Exercise instructions: Give the listing again in full, exactly as written.

++++ Extracted information ++++

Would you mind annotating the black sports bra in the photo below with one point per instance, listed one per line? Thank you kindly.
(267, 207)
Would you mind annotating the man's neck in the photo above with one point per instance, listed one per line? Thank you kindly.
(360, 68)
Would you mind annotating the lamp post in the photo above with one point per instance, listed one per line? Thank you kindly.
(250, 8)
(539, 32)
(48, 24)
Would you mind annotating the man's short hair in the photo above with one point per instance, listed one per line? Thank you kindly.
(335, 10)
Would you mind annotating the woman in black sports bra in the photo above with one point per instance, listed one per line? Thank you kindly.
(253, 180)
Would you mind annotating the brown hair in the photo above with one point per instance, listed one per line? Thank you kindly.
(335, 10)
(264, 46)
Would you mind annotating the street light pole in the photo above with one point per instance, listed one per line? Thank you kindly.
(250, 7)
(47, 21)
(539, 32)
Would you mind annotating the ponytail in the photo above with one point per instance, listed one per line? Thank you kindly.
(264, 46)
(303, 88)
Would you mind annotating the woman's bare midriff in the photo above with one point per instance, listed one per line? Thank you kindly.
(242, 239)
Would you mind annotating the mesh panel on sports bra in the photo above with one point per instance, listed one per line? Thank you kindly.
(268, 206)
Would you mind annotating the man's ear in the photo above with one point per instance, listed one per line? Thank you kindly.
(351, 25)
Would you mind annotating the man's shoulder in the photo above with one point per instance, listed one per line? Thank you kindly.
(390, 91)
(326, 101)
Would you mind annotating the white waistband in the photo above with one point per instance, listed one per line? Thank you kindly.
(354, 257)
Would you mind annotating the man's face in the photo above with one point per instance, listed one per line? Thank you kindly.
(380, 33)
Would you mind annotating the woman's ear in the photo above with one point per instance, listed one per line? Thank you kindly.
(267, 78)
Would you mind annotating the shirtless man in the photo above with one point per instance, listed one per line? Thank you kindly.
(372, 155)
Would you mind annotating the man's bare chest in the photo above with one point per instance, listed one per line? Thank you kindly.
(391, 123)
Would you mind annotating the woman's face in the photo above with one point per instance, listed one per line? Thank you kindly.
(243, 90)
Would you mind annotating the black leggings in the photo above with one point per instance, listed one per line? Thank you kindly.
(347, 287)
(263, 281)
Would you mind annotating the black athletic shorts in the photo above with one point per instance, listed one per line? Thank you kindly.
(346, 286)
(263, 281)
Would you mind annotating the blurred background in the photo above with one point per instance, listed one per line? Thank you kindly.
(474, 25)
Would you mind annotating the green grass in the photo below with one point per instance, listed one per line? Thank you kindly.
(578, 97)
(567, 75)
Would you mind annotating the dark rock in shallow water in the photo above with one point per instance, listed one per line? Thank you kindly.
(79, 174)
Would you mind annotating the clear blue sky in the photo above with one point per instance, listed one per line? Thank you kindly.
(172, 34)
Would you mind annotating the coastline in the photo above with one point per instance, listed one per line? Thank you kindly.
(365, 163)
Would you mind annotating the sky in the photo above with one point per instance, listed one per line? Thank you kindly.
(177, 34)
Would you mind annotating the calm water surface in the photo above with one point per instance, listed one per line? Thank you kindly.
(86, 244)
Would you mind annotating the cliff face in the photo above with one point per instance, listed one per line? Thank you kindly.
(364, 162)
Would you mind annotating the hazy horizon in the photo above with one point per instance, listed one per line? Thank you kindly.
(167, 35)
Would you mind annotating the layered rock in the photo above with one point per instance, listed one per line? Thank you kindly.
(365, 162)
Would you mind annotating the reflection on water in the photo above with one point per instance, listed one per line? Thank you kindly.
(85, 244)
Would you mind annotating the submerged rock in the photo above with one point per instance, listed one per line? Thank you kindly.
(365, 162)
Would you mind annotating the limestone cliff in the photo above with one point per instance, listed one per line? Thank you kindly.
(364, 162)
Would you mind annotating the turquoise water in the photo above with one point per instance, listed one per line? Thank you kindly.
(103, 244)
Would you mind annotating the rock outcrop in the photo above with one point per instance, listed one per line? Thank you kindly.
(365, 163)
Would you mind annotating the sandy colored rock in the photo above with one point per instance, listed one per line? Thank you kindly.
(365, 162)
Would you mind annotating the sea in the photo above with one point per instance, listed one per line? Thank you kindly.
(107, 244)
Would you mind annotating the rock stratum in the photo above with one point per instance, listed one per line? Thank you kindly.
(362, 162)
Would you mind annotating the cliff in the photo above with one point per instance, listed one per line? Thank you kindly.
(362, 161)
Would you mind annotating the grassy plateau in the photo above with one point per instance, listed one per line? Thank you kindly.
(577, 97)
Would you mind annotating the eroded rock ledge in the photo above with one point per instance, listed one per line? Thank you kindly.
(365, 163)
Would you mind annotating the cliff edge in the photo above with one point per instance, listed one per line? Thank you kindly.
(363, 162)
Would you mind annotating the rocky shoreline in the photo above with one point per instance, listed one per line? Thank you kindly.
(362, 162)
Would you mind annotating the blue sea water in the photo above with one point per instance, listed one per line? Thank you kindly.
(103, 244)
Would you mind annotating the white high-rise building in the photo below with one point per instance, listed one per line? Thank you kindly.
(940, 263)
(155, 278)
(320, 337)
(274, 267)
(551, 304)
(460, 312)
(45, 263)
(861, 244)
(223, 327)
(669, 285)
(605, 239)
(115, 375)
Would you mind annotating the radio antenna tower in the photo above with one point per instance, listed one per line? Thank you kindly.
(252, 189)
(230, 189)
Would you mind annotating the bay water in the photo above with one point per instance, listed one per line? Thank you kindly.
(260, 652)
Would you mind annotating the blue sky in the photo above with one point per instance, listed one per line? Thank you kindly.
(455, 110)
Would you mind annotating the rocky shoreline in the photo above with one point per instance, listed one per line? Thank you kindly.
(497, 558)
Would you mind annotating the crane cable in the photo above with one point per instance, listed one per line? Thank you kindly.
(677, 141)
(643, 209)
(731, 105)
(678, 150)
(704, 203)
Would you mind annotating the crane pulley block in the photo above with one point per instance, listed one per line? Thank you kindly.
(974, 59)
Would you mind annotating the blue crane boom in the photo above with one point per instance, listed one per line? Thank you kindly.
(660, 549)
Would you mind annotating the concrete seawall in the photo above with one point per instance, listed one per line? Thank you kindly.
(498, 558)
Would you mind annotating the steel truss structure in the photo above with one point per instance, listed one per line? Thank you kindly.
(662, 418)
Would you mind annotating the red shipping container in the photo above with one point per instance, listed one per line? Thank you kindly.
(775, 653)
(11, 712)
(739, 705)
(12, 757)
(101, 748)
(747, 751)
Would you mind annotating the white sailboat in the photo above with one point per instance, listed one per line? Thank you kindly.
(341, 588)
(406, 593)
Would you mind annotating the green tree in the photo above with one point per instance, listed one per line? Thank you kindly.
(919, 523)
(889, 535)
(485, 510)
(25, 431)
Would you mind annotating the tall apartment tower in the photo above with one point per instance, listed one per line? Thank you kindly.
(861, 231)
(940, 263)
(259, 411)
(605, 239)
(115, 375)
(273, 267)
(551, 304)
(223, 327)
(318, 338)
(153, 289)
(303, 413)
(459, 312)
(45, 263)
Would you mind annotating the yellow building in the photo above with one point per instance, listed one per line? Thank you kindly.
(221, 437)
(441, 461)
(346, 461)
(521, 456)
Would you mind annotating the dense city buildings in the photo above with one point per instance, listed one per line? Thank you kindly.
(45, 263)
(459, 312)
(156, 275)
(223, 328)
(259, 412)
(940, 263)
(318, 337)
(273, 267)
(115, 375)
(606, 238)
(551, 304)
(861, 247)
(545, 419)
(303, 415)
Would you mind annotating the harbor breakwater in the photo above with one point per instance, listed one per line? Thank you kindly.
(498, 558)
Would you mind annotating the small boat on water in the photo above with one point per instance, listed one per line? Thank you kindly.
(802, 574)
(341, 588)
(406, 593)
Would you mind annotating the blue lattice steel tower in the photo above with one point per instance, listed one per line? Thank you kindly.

++++

Result below:
Would you mind annotating the black sports bra in the photo below with one point per instance, listed one per line? Thank you kindly.
(267, 207)
Would you mind annotating the man's neck in the photo above with one point per instance, listed one per line? Thank you kindly.
(360, 68)
Would you mind annotating the lamp post in the photo above with one point per instance, listed one per line? Thank you kindly.
(250, 8)
(539, 32)
(48, 24)
Would you mind annotating the man's short hair in the photo above with one point per instance, listed one per line? Thank you kindly.
(335, 10)
Would you mind annotating the woman in black sports bra in the photo above with one point per instance, listed one per line? Thank you kindly.
(253, 180)
Would you mind annotating the brown hair in the photo above with one point per instance, listed one per line? Thank you kindly.
(335, 10)
(264, 46)
Would you mind annotating the street light pole in the photo above with one point per instance, listed one per line? Thank you kindly.
(250, 7)
(47, 21)
(539, 32)
Would you mind annotating the ponytail in the photo above with one point per instance, listed one per line? Thank you kindly.
(264, 46)
(303, 88)
Would you mind annotating the woman's bare midriff in the photo above with one point per instance, listed one per line? Thank you kindly.
(242, 239)
Would you mind annotating the mesh panel on sports bra in the photo above with one point per instance, listed one per line? Thank you kindly.
(268, 206)
Would you mind annotating the man's ear in the photo above with one point per instance, listed one per line? Thank you kindly.
(351, 25)
Would you mind annotating the man's shoulder in the photo above with one point per instance, listed one per line? Thank you kindly.
(390, 91)
(326, 101)
Would you mind annotating the white waistband in the photo above with one point per instance, listed one per line? Thank you kindly.
(354, 257)
Would you mind annotating the man's face in the photo above with one point per instance, listed one per line? Thank you kindly.
(380, 33)
Would you mind annotating the woman's ear in the photo above with one point per instance, listed one per line? Thank you kindly.
(267, 78)
Would you mind annotating the shirtless man in the photo above with one point per instance, listed one per line? Thank you kindly.
(372, 155)
Would you mind annotating the man's bare chest in the photo above with one point per instance, listed one per line? Thank you kindly.
(391, 123)
Would you mind annotating the woman's face in the photo above with one point per instance, listed one per line? Thank you kindly.
(243, 90)
Would you mind annotating the black leggings in the photo above with one point per instance, listed one per line? Thank you kindly.
(347, 287)
(263, 281)
Would you mind annotating the black athletic shorts in the photo above with one point per instance, listed one per line? Thank you kindly.
(346, 286)
(263, 281)
Would you mind annotating the blurred background in the photo above with one point per instance, listed one per line? Thank you kindly.
(474, 25)
Would you mind annotating the green grass in the photo below with one point per instance, listed one per line? Thank you kindly.
(578, 97)
(567, 75)
Would you mind annotating the dark rock in shallow water in the photo above with one point per instance, listed one per line? Thank you kindly.
(79, 174)
Would you mind annotating the clear blue sky in the photo above with one point per instance, listed one per line? Thank you kindly.
(172, 34)
Would you mind annotating the coastline in the photo above with one point per instance, listed one per line? Thank you kindly.
(365, 163)
Would you mind annotating the sky in the photo above with one point per instance, listed one per line? Thank you kindly.
(177, 34)
Would you mind annotating the calm water surface in the photo above with one point per instance, listed one per line? Thank you kindly.
(86, 244)
Would you mind annotating the cliff face in the photo above with one point per instance, listed one per line? Thank you kindly.
(364, 162)
Would you mind annotating the hazy horizon in the photo above with one point per instance, listed one per line? Thank you kindly.
(167, 35)
Would you mind annotating the layered rock in the photo above with one point per instance, listed one per line? Thank you kindly.
(365, 162)
Would you mind annotating the reflection on water in the photo above with one point per instance, listed one per line? Thank you kindly.
(85, 244)
Would you mind annotating the submerged rock in the photo above with one point per instance, listed one per line? Thank you kindly.
(365, 162)
Would you mind annotating the limestone cliff in the photo above with one point per instance, listed one per line? Thank you kindly.
(364, 162)
Would you mind annotating the turquoise water in the photo above with one point per instance, listed one per line? Thank you kindly.
(103, 244)
Would you mind annotating the rock outcrop in the photo above with one point per instance, listed one per line? Thank you kindly.
(365, 163)
Would you mind annotating the sandy colored rock in the photo above with one point per instance, listed one per line? Thank you kindly.
(365, 162)
Would you mind annotating the sea in the photo above with one point per instance, listed one per line? Thank you kindly.
(107, 244)
Would you mind annotating the rock stratum in the photo above with one point per instance, listed one per line? Thank you kindly.
(362, 162)
Would you mind annotating the cliff in the photo above with one point per instance, listed one per line? Thank you kindly.
(362, 161)
Would you mind annotating the grassy plateau in the photo above with one point per instance, listed one per line? Thank you kindly.
(577, 97)
Would you mind annotating the eroded rock ledge in the photo above with one point per instance, listed one per line? Thank you kindly.
(365, 163)
Would you mind annotating the cliff edge in the photo above with one point per instance, listed one per line? Thank you kindly.
(363, 162)
Would you mind annotating the rocky shoreline in the photo above with one point per instance, listed one per line? Thank you kindly.
(362, 162)
Would you mind annotating the blue sea water in the photo above with one point per instance, listed one per line? Thank you kindly.
(103, 244)
Would you mind annotating the white high-rise building in the photo below with one point per instance, listed one per line? Thank you kindly.
(940, 263)
(155, 278)
(320, 337)
(274, 267)
(551, 304)
(460, 312)
(45, 263)
(861, 244)
(223, 327)
(669, 285)
(605, 239)
(115, 375)
Would you mind annotating the radio antenna tower in the photo above with one point per instance, listed one per line? Thank you kindly.
(252, 189)
(230, 189)
Would you mind annotating the bay water in the photo above with one point per instance, listed one per line? Thank you kindly.
(260, 652)
Would you mind annotating the blue sky in the photo above with one point per instance, listed one per line? Thank you kindly.
(455, 110)
Would you mind annotating the rocky shoreline in the photo above with one point per instance, listed one per line? Thank you kindly.
(497, 558)
Would you mind annotating the crane cable in the photo above with one point per instance, listed one per line? Thank you kindly.
(677, 141)
(643, 209)
(731, 105)
(678, 150)
(704, 203)
Would you mind annotating the crane pulley block in the photo above with one point per instance, listed one per line? Thank you kindly.
(974, 59)
Would you mind annotating the blue crane boom in the photo above with one point per instance, listed one per line? Thank you kindly.
(660, 549)
Would you mind annotating the concrete seawall in the photo above with one point per instance, listed one per line? Thank you kindly.
(498, 558)
Would you mind annotating the steel truss structure in the photo above with one point per instance, listed one per line? Thank you kindly.
(662, 418)
Would you mind annotating the red shipping container in the photo above with one point per instance, listed one per line? Thank you kindly.
(775, 653)
(11, 712)
(739, 705)
(12, 757)
(101, 748)
(747, 751)
Would you mind annotating the white sailboat in the photo above with one point per instance, listed one per line? Thank you kindly.
(341, 588)
(406, 593)
Would you mind annotating the green tree in the photo above with one point per instance, listed one per line? Thank you kindly.
(919, 523)
(889, 535)
(485, 510)
(25, 431)
Would you mind annotating the tall apartment tower in the photo above with one point per instance, listed one per line? Thank you kindly.
(861, 231)
(940, 263)
(259, 411)
(605, 239)
(115, 375)
(273, 267)
(551, 304)
(223, 327)
(318, 338)
(153, 289)
(303, 413)
(459, 312)
(45, 263)
Would you mind annotating the yellow building in the photo above with one point per instance, listed one per line? Thank you kindly.
(221, 437)
(441, 461)
(346, 461)
(521, 456)
Would you mind annotating the dense city buildings in the photo above with one point per instance, listed one per line? Thank you kindly.
(45, 263)
(459, 312)
(156, 275)
(223, 328)
(259, 412)
(940, 263)
(318, 337)
(273, 267)
(115, 375)
(606, 238)
(551, 304)
(861, 247)
(545, 419)
(303, 415)
Would you mind annotating the harbor breakwater in the photo above with one point per instance, listed one per line? Thank you kindly.
(498, 558)
Would you mind annotating the small boat on water in the photo above with one point per instance, listed one per line? Thank you kindly.
(802, 574)
(341, 588)
(406, 593)
Would you mind annotating the blue lattice steel tower in the photo above with one point per instance, listed one per line? Thank you kindly.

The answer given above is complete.